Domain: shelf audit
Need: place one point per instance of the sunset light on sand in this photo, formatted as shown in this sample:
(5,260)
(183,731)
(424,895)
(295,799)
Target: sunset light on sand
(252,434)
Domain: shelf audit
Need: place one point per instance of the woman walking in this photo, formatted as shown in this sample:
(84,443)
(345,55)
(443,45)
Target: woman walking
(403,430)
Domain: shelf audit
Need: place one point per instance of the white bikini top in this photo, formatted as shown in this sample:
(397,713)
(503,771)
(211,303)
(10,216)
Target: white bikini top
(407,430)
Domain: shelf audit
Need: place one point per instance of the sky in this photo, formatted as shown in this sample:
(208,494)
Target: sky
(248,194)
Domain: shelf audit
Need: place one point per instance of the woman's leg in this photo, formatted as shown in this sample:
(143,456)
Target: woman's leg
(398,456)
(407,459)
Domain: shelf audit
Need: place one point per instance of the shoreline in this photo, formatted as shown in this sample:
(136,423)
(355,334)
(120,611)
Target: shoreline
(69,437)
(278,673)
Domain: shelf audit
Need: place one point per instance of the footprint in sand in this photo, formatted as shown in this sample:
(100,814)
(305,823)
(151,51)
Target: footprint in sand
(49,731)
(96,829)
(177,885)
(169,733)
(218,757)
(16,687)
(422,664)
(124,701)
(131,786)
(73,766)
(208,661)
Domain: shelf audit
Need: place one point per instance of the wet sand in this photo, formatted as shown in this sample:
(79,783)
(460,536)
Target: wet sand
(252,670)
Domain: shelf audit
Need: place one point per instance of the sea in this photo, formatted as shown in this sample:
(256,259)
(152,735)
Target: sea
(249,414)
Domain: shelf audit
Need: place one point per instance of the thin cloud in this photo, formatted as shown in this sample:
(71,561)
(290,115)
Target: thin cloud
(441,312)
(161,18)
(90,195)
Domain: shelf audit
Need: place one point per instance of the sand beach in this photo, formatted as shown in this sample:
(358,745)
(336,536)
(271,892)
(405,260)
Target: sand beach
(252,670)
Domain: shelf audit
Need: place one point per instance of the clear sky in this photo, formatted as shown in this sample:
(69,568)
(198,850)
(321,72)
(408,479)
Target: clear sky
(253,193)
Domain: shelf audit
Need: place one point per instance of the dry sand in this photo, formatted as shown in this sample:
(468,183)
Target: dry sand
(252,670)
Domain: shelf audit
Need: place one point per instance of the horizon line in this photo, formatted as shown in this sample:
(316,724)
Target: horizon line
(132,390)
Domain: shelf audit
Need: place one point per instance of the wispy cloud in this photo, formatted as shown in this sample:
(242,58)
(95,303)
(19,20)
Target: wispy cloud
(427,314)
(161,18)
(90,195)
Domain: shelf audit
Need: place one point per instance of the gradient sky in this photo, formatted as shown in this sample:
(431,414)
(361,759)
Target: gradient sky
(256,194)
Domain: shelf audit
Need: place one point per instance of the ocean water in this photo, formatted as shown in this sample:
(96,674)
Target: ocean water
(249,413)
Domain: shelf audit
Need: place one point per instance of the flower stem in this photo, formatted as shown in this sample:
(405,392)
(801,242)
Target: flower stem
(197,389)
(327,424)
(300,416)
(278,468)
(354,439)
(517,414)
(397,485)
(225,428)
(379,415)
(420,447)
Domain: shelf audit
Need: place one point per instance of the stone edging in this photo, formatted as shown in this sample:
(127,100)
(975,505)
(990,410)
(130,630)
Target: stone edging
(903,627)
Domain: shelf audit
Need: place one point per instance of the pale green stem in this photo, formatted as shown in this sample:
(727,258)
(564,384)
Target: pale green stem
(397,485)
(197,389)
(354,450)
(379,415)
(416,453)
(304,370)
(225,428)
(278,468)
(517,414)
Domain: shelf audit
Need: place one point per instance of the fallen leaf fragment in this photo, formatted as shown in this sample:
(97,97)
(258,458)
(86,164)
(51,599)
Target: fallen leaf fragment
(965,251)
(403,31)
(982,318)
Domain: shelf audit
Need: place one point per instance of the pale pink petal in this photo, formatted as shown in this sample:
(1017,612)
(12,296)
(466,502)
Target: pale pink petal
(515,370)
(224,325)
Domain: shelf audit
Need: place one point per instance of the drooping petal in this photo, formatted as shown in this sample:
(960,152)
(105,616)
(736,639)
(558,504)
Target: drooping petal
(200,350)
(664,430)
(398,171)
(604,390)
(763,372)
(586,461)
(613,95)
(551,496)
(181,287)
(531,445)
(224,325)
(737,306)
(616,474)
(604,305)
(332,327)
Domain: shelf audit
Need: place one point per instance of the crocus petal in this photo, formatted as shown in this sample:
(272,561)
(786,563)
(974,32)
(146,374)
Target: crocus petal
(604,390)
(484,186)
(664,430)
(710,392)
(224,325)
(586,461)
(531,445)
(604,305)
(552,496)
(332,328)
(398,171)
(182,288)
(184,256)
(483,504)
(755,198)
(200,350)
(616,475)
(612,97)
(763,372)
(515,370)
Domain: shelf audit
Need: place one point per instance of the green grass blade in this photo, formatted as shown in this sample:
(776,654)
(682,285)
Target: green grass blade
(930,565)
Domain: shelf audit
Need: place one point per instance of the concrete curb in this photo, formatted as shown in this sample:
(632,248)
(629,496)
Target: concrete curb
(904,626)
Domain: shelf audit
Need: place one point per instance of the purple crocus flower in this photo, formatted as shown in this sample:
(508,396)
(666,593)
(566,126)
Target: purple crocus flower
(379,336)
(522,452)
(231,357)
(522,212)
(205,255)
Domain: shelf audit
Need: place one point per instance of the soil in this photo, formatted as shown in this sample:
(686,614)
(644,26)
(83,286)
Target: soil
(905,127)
*****
▶ **OBJECTIVE**:
Restate the listing in full, word for word.

▶ **EXERCISE OUTPUT**:
Domain: shelf audit
Need: place one point per instance of the sunset light on sand in this photo, formatted as shown in this sample:
(5,260)
(183,731)
(424,895)
(295,799)
Target: sunset light on sand
(252,434)
Domain: shelf audit
Need: place one point per instance of the woman walking in this photo, formatted as shown in this sample:
(84,443)
(345,55)
(443,45)
Target: woman walking
(403,430)
Domain: shelf audit
Need: place one point per instance of the white bikini top in this photo, formatted as shown in this sample:
(397,713)
(503,771)
(211,303)
(10,216)
Target: white bikini top
(407,430)
Domain: shelf audit
Need: place one point per instance of the sky in this photo, formatted as shown in this sample:
(208,494)
Target: sky
(248,194)
Domain: shelf audit
Need: place one point per instance of the woman's leg in this photo, formatted as shown in this sample:
(143,456)
Target: woman's leg
(398,456)
(407,459)
Domain: shelf audit
Need: place one point per instance of the shoreline in this photo, formatted as shown in this sample:
(136,423)
(355,334)
(120,611)
Target: shoreline
(69,437)
(278,673)
Domain: shelf audit
Need: place one point per instance of the footprint in sand in this photo, formatted as shown in this sample:
(100,814)
(305,823)
(151,51)
Target: footprint in sand
(49,731)
(96,829)
(177,885)
(169,733)
(218,757)
(16,687)
(422,664)
(124,701)
(131,786)
(73,766)
(208,661)
Domain: shelf audit
Need: place one point per instance of the wet sand in this photo, formatted as shown in this sample:
(79,783)
(460,536)
Target: wet sand
(252,670)
Domain: shelf audit
Need: place one point per instance of the sea in this photo, formatted as shown in this sample:
(256,259)
(152,735)
Target: sea
(249,414)
Domain: shelf audit
Need: place one point per instance of the thin cloud in this photo, formatted as shown in this sample:
(71,561)
(290,115)
Target: thin cloud
(441,312)
(161,18)
(90,195)
Domain: shelf audit
Need: place one point per instance of the sand beach in this photo, formatted as shown in this sample:
(358,745)
(336,536)
(271,892)
(405,260)
Target: sand beach
(252,670)
Domain: shelf audit
Need: place one point per instance of the clear sky in this photo, formatted as shown in this sample:
(69,568)
(198,850)
(321,72)
(408,479)
Target: clear sky
(253,193)
Domain: shelf audit
Need: place one point per instance of the dry sand in this photo, formatted as shown in this sample:
(468,183)
Target: dry sand
(252,670)
Domain: shelf audit
Need: place one point per instance of the horizon line in this photo, formatted as shown in this sample:
(316,724)
Target: horizon line
(132,390)
Domain: shelf audit
Need: place one point per instance of the wispy cloud in this photo, formatted as shown in this sample:
(242,58)
(95,303)
(19,20)
Target: wispy cloud
(427,314)
(161,18)
(90,195)
Domain: shelf audit
Need: place one point per instance of the gradient sky in this photo, formatted as shown in this sample:
(431,414)
(361,759)
Target: gradient sky
(256,194)
Domain: shelf audit
Need: place one point per instance of the ocean water in this photo, formatted as shown in this sample:
(96,674)
Target: ocean water
(249,413)
Domain: shelf audit
Need: place one point per instance of the flower stem in this photo, formatted as shown in this sample:
(405,392)
(801,242)
Target: flower stem
(197,389)
(327,424)
(300,416)
(278,468)
(354,439)
(517,414)
(397,485)
(225,428)
(379,415)
(420,447)
Domain: shelf audit
Need: place one point per instance of the stone edging in this photo, formatted as shown in this sample:
(127,100)
(975,505)
(990,410)
(130,630)
Target: stone edging
(903,627)
Domain: shelf audit
Need: place one point per instance of the pale green stem in this photo, formatted as shown in this sample:
(727,258)
(564,384)
Target: pale green stem
(397,485)
(197,389)
(354,450)
(379,415)
(416,453)
(304,370)
(225,428)
(278,468)
(517,414)
Domain: shelf audit
Need: place one point per instance of the fallen leaf fragment in this photo, formatted as shown in this sample:
(97,97)
(258,458)
(86,164)
(51,599)
Target: fallen leaf fragment
(965,251)
(403,31)
(982,318)
Domain: shelf audit
Need: place one point per instance of the pale pink petal in this photo, formatted as shown in this sample:
(1017,612)
(12,296)
(466,502)
Target: pale pink petal
(515,370)
(224,325)
Domain: shelf audit
Need: place one point per instance of the drooping petal in this photo, formatted as shown in this sample:
(960,152)
(105,616)
(736,639)
(558,504)
Target: drooping petal
(200,350)
(664,430)
(398,171)
(604,390)
(763,372)
(586,461)
(613,95)
(551,496)
(181,287)
(531,445)
(224,325)
(737,306)
(616,474)
(604,305)
(332,327)
Domain: shelf audit
Need: place one point per instance of the crocus petal in this photo, formatted as shown in this sample:
(272,561)
(786,563)
(974,32)
(146,374)
Target: crocus petal
(604,390)
(484,186)
(664,430)
(710,392)
(224,325)
(586,461)
(531,445)
(604,305)
(552,496)
(332,328)
(398,171)
(182,288)
(184,256)
(483,504)
(755,198)
(200,350)
(616,475)
(612,97)
(763,372)
(515,370)
Domain: shelf audit
Need: place one point per instance of the green grass blade in this photo, formatted as shown in this sample:
(776,654)
(682,285)
Target: green grass blade
(930,565)
Domain: shelf audit
Need: place one point per instance of the concrete curb in this photo, formatted as shown in this sample:
(632,248)
(629,496)
Target: concrete curb
(904,626)
Domain: shelf audit
Need: place one point per instance of the purple crocus flower in this photo, formatted as shown in this sample:
(508,396)
(666,593)
(566,126)
Target: purple crocus flower
(379,336)
(522,452)
(231,357)
(522,212)
(205,255)
Domain: shelf audit
Need: place one point per instance of the soil in this photo, formatted as shown in this sample:
(686,614)
(644,26)
(83,286)
Target: soil
(905,127)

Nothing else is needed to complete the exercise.